WHAT IS REQUIRED:
Tally the lines in the following material that contain the string "below", and give only the count.

PROVIDED MATERIAL:
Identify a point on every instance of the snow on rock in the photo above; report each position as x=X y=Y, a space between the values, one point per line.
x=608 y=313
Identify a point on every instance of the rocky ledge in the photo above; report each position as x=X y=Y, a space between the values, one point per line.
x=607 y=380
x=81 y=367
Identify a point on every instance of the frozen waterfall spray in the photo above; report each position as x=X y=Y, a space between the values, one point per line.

--

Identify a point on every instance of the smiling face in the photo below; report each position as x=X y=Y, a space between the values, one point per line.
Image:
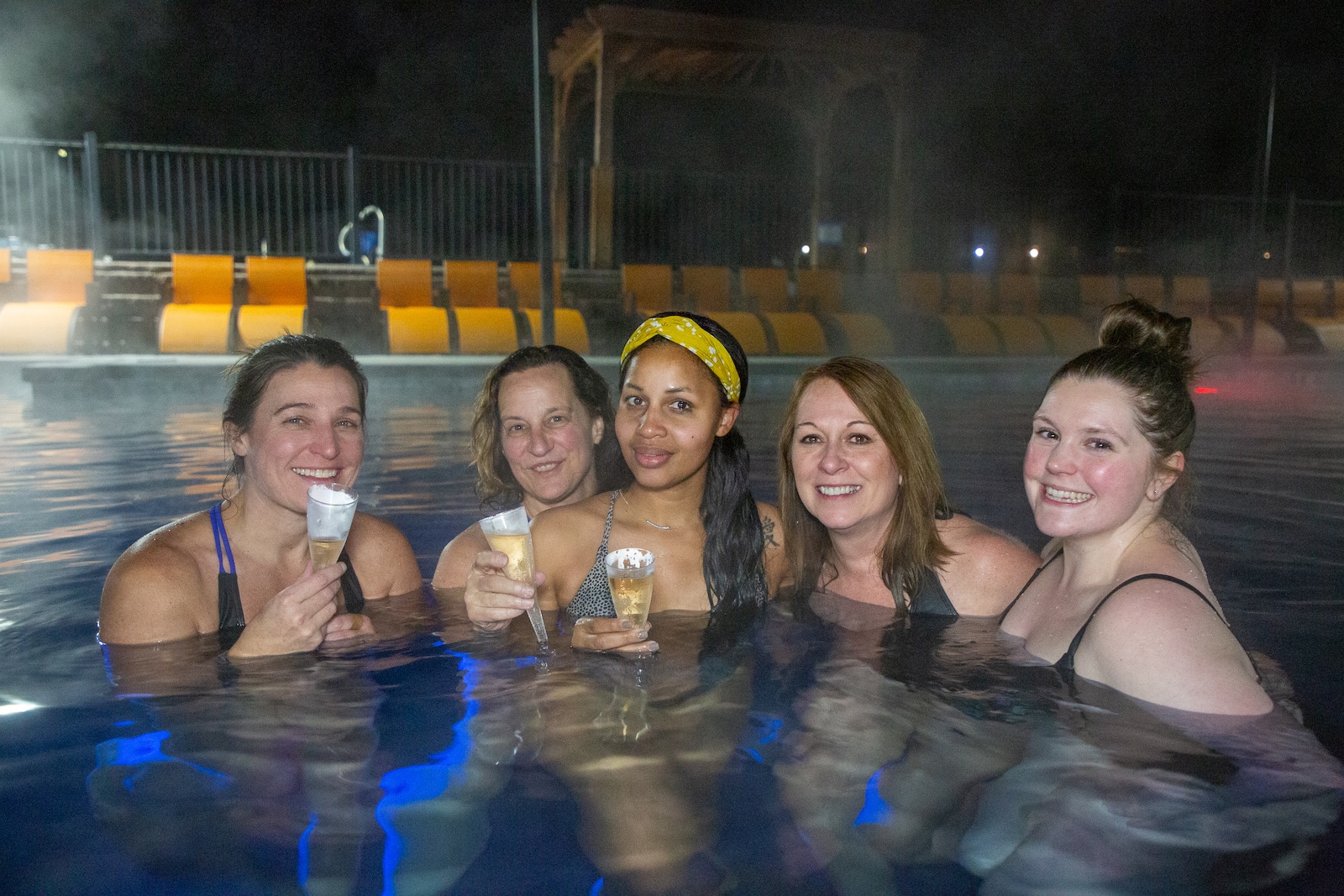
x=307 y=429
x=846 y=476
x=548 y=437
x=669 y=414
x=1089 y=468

...

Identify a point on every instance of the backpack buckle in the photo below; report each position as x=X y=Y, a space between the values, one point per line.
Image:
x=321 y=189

WRITTEN RESPONSE:
2